## Extrait de page
DEUXIÈME LETTRE
Il est
nécessaire, mes frères bien-aimés dans le Seigneur, de vous donner une
idée pure de l'Église intérieure, de cette Communauté lumineuse de
Dieu qui est dispersée à travers le monde ; mais qui est gouvernée par
une vérité et unie par un esprit. Cette communauté de la lumière existe
depuis le premier jour de la création du monde, et sa durée sera jusqu'au
dernier jour des temps. Elle est la société des élus qui connaissent la lumière dans
les ténèbres, et la séparent dans ce qu'elle a de propre.
Cette
communauté de la lumière possède une École dans laquelle l'Esprit de
Sagesse instruit lui-même ceux qui ont soif de la lumière ; et tous les
mystères de Dieu et de la nature sont conservés dans cette école pour les
enfants de la lumière. La connaissance parfaite de Dieu, de la nature et
de l'humanité, sont les objets de l'enseignement de cette école. C'est
d'elle que toutes les vérités viennent dans le monde ; elle était l'école
des prophètes et de tous ceux qui cherchent la sagesse ; et il n'y a que
dans cette seule communauté qu'on trouve la vérité et l'explication de
tous les mystères. Elle est la communauté la plus intérieure et possède
des membres de divers mondes ; voici les idées qu'on doit avoir d'elle. De
tout temps, l'extérieur avait pour base un intérieur duquel l'extérieur
n'était que l'expression et le
plan.

## Consigne
Recopiez fidèlement le passage de la lettre sur l'Église intérieure, depuis « DEUXIÈME LETTRE » jusqu'à « a de propre. » inclus.

## Liste des enregistrements
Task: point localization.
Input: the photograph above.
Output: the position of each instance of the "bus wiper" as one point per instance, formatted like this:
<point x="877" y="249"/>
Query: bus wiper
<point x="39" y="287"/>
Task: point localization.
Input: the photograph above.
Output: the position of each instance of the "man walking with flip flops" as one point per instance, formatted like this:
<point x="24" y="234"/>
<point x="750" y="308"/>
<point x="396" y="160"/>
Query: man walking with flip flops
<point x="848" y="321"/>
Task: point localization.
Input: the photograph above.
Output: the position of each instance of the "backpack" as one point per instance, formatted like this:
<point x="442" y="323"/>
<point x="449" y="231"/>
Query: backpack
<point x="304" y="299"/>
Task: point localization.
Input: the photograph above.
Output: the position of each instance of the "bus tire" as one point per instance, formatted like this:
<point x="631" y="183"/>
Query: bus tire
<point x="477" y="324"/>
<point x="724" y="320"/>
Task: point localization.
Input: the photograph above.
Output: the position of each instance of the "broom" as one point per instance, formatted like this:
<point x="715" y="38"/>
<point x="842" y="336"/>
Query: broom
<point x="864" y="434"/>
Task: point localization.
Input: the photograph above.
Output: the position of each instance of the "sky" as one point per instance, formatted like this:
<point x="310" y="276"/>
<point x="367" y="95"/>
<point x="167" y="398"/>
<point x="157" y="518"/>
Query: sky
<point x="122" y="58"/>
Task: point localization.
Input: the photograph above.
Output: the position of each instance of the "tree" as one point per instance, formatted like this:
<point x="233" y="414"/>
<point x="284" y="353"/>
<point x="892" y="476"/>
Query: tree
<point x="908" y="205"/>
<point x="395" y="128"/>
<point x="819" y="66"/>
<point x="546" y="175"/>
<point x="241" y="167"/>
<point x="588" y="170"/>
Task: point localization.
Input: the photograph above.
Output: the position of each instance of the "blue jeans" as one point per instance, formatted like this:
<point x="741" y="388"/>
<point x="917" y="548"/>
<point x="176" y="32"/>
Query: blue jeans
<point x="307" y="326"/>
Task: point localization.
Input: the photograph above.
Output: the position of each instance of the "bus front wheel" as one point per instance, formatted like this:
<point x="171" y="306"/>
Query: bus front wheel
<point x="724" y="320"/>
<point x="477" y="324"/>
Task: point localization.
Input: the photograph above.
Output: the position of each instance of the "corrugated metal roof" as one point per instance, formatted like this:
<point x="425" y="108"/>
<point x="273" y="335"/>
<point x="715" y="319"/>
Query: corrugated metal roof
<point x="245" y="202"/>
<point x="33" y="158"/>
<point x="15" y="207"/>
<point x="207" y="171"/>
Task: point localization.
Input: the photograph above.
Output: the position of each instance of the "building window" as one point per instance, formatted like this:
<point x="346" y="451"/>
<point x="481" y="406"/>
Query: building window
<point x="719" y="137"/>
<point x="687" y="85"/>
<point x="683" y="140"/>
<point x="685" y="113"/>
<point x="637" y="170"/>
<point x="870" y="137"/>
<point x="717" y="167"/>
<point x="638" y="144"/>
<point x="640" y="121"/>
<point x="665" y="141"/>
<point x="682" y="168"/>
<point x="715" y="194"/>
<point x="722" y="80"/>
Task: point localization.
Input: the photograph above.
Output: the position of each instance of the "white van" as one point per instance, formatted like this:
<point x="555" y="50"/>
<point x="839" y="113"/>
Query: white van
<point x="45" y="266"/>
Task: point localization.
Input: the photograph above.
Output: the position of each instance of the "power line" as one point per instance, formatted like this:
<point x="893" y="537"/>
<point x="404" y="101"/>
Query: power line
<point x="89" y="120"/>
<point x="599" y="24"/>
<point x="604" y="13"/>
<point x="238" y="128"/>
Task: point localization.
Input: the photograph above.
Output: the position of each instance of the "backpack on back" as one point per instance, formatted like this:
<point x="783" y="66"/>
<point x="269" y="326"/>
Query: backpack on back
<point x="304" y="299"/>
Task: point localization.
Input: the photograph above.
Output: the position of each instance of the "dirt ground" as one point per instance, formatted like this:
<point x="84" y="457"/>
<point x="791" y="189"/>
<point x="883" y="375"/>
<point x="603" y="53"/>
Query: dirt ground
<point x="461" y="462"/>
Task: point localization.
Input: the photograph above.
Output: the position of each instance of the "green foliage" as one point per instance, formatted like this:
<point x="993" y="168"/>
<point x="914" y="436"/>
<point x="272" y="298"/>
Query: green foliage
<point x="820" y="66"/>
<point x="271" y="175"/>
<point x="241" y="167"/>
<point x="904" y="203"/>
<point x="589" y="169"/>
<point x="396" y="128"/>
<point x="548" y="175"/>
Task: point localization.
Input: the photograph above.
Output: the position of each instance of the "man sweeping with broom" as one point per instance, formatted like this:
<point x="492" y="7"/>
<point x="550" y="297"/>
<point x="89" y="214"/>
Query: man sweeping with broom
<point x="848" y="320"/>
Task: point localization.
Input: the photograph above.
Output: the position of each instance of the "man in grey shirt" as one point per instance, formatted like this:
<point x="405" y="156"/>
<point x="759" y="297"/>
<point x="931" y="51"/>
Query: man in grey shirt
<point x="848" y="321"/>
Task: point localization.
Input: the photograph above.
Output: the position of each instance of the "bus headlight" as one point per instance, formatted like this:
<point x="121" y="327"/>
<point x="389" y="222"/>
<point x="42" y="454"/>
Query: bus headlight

## Réponse
DEUXIÈME LETTRE
Il est
nécessaire, mes frères bien-aimés dans le Seigneur, de vous donner une
idée pure de l'Église intérieure, de cette Communauté lumineuse de
Dieu qui est dispersée à travers le monde ; mais qui est gouvernée par
une vérité et unie par un esprit. Cette communauté de la lumière existe
depuis le premier jour de la création du monde, et sa durée sera jusqu'au
dernier jour des temps. Elle est la société des élus qui connaissent la lumière dans
les ténèbres, et la séparent dans ce qu'elle a de propre.